● Problem details
Only the lines from the one containing "Detect green tree" through the last line of the entries are wanted. Transcribe them exactly.

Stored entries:
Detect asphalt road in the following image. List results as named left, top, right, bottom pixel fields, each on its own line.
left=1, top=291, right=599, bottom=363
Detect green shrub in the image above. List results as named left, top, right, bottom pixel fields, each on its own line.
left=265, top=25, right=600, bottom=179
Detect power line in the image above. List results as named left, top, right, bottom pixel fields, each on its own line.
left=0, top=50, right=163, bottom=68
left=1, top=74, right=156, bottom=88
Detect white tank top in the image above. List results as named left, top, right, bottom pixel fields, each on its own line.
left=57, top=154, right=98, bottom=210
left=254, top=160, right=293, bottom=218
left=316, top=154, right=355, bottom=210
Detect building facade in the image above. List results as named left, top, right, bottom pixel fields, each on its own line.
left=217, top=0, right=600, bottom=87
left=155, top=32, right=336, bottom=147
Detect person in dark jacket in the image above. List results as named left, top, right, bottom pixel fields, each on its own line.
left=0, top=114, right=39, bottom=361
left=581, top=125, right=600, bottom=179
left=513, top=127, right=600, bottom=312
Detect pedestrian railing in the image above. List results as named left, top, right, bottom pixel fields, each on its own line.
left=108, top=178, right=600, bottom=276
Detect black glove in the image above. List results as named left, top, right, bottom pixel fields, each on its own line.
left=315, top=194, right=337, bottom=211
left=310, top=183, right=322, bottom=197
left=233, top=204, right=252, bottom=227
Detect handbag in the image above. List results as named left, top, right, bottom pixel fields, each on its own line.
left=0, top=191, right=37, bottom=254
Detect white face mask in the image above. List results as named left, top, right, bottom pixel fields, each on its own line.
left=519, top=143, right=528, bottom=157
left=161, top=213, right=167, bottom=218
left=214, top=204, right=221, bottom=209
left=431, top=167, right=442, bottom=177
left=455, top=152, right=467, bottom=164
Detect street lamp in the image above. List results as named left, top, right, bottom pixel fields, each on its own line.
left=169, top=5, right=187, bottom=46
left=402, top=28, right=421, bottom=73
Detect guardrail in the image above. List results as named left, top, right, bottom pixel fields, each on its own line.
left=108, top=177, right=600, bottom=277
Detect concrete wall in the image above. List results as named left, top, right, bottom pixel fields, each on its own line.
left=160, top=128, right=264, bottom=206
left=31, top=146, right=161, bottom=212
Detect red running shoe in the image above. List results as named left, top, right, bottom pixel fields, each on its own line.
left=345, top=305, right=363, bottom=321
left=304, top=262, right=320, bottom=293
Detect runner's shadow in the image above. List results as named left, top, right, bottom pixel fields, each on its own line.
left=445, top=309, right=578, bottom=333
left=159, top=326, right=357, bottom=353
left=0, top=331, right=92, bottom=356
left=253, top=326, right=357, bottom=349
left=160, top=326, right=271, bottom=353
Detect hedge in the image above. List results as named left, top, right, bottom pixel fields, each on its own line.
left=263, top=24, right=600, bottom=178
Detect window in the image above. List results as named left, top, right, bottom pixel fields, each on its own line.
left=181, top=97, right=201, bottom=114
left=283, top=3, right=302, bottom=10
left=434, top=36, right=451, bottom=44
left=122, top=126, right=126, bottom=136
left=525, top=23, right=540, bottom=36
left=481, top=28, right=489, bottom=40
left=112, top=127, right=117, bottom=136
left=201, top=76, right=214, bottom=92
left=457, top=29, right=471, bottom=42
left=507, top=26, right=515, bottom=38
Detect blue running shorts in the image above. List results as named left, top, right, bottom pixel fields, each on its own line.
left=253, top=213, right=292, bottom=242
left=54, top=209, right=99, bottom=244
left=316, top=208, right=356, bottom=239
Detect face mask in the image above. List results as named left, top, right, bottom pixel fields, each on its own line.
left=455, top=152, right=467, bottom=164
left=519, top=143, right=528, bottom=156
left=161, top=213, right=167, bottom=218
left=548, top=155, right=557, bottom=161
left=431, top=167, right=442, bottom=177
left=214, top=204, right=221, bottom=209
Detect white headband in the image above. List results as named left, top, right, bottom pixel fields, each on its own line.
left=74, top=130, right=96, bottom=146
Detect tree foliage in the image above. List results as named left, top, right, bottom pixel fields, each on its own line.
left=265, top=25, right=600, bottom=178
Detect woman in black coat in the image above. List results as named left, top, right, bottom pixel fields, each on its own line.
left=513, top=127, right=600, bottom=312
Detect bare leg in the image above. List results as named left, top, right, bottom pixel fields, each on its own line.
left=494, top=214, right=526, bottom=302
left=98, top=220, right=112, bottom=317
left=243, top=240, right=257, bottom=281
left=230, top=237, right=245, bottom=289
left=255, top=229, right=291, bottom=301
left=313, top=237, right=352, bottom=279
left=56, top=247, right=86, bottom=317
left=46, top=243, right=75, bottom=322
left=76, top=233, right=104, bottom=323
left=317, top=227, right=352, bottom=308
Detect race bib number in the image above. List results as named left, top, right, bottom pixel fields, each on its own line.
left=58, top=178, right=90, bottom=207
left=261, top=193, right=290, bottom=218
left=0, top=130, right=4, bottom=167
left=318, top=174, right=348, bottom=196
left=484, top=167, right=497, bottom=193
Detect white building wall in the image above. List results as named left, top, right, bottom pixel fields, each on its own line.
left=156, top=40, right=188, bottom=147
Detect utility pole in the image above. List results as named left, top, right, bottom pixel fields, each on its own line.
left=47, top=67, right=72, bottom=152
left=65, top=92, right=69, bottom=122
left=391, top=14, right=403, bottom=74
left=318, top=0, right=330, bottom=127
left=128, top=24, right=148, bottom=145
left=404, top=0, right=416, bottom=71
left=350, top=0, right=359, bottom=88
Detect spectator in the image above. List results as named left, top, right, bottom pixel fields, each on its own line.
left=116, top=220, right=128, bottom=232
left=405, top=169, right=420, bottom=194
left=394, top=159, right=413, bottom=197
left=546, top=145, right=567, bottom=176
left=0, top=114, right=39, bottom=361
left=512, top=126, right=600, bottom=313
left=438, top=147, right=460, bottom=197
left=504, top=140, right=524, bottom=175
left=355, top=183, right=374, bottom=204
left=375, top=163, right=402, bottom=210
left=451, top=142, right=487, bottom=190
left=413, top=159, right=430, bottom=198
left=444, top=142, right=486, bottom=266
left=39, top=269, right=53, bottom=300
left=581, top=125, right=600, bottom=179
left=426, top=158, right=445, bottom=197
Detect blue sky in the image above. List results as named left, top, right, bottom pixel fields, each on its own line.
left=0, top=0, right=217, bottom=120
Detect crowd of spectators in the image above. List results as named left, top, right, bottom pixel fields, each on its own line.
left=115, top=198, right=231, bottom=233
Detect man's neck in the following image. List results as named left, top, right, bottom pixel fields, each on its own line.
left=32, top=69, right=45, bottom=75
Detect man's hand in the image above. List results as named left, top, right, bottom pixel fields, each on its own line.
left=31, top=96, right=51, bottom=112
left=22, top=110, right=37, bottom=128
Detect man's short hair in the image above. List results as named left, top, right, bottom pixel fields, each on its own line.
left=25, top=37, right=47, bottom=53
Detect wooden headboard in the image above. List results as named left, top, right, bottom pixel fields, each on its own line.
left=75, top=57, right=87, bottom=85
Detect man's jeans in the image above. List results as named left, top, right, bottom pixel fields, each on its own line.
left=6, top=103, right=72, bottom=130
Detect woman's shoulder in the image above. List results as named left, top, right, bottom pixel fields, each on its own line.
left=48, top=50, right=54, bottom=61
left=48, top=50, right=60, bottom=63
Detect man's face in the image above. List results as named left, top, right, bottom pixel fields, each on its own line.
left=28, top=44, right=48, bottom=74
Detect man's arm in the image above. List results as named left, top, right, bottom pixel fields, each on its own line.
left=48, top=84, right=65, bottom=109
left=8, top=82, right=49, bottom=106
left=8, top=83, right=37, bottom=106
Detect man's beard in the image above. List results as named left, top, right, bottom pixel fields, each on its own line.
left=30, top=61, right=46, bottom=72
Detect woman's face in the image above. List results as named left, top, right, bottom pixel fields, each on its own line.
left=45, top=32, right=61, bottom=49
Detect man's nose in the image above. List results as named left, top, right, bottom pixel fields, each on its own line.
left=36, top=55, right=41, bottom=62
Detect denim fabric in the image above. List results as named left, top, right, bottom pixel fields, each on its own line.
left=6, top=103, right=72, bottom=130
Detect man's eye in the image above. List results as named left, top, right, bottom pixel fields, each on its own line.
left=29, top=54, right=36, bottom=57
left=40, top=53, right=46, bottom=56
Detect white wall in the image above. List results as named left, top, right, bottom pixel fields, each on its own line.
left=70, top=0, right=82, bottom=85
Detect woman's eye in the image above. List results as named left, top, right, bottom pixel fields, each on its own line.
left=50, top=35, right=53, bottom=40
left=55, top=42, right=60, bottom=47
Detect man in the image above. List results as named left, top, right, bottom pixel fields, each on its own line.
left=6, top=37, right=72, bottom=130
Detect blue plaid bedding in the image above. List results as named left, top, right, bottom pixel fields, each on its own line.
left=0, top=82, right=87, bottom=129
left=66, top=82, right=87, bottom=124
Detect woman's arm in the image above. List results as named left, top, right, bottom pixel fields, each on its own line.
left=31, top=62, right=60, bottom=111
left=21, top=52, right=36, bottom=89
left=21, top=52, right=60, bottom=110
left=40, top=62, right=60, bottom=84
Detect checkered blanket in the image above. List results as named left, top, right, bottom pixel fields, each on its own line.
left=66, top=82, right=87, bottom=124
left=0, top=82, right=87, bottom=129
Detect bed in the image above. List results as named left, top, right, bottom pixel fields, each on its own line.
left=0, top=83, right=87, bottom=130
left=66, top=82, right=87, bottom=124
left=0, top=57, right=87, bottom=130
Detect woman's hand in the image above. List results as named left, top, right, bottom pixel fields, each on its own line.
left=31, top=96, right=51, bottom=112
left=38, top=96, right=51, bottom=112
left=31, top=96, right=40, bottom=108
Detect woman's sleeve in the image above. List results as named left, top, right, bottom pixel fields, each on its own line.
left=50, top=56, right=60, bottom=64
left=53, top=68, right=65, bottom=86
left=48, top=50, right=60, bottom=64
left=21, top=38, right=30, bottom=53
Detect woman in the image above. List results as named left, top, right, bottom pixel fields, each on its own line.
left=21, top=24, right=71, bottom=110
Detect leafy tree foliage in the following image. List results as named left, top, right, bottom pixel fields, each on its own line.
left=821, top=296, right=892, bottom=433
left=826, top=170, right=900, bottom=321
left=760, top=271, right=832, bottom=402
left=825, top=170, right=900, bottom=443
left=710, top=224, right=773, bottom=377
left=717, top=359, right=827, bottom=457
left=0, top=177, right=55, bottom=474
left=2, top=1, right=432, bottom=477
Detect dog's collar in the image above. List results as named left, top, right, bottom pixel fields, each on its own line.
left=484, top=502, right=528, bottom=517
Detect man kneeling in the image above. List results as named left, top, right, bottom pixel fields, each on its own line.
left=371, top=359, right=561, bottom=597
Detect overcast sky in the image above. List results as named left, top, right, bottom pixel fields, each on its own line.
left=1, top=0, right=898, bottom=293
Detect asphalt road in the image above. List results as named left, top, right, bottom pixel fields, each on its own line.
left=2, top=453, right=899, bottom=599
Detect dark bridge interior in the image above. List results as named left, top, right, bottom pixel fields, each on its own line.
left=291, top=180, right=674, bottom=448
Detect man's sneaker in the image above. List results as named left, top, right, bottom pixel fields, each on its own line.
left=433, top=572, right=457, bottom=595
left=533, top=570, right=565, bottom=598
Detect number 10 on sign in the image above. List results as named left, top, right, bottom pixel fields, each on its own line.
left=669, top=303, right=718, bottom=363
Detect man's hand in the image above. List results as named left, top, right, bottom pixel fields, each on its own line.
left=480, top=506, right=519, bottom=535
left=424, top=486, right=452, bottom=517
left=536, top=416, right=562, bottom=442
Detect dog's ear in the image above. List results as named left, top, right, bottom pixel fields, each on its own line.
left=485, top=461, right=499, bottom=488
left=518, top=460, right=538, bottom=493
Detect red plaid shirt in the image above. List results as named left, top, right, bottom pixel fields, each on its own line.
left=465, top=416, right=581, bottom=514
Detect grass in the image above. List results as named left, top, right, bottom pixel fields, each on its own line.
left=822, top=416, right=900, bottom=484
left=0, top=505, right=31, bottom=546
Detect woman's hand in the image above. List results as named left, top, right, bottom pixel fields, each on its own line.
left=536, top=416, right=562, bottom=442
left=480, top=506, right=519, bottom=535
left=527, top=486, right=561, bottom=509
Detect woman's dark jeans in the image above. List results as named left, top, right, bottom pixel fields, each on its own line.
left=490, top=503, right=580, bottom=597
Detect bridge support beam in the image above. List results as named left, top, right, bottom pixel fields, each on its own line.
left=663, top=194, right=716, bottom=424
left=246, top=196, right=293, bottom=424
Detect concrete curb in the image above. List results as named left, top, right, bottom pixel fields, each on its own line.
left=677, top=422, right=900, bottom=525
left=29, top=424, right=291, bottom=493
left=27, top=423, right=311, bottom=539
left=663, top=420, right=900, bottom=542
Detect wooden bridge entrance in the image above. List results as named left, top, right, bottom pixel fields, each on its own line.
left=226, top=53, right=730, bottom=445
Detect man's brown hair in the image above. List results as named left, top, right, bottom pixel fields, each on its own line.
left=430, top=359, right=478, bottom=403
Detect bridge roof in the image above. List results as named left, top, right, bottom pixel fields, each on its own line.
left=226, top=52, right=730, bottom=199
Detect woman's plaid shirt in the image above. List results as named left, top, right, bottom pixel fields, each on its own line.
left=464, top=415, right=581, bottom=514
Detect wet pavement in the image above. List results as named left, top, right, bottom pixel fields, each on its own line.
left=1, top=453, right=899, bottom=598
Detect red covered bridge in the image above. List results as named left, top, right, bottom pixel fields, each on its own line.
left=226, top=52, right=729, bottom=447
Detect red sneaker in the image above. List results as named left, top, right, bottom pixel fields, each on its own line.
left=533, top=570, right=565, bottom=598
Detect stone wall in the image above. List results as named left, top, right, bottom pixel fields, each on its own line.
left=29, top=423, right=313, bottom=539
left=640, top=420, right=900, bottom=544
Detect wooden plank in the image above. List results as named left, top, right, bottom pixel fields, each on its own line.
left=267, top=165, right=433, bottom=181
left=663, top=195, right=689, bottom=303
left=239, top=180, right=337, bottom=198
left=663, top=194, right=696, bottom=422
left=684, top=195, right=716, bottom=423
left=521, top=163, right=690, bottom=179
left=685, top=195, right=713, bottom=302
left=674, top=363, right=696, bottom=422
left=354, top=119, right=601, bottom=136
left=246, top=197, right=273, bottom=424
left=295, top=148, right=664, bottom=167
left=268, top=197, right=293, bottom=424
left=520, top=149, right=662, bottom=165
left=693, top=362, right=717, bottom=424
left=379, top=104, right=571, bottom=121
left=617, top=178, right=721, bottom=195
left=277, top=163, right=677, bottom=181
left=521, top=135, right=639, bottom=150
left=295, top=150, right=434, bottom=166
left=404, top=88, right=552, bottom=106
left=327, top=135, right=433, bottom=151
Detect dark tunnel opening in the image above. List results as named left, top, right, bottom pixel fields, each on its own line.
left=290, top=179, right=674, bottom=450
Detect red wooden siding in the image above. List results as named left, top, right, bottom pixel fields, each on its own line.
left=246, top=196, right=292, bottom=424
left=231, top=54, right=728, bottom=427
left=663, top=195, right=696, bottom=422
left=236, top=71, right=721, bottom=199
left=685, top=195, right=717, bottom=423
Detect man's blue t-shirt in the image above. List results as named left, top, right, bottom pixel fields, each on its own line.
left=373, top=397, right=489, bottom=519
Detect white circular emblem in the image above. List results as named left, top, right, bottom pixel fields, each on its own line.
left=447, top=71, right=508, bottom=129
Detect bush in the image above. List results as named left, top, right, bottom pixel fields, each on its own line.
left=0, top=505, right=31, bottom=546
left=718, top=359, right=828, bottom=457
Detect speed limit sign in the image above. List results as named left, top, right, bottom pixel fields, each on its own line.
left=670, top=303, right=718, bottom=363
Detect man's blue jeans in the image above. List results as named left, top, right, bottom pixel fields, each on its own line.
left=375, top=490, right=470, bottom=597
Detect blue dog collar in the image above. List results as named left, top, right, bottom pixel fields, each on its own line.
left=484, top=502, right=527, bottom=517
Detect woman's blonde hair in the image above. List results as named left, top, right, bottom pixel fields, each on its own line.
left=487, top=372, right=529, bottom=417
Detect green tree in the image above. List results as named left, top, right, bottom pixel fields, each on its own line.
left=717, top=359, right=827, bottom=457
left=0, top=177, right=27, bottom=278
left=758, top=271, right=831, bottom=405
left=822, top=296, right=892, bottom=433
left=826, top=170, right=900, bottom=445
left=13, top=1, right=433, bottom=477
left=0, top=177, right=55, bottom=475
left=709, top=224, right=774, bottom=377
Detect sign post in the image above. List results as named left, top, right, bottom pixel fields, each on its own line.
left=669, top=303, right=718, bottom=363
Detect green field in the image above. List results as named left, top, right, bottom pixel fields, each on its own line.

● Output below
Detect green tree in the image above. List results as named left, top, right, bottom pixel fields, each on its own line.
left=717, top=359, right=827, bottom=457
left=0, top=177, right=27, bottom=278
left=758, top=271, right=831, bottom=405
left=822, top=296, right=892, bottom=433
left=826, top=170, right=900, bottom=445
left=13, top=1, right=433, bottom=477
left=0, top=177, right=55, bottom=475
left=709, top=224, right=774, bottom=377
Detect sign post in the image above. List results as named left, top, right, bottom pixel fields, each on its own line.
left=669, top=303, right=718, bottom=363
Detect green field in the image above. List results as named left, top, right, bottom pixel fields, each on its own line.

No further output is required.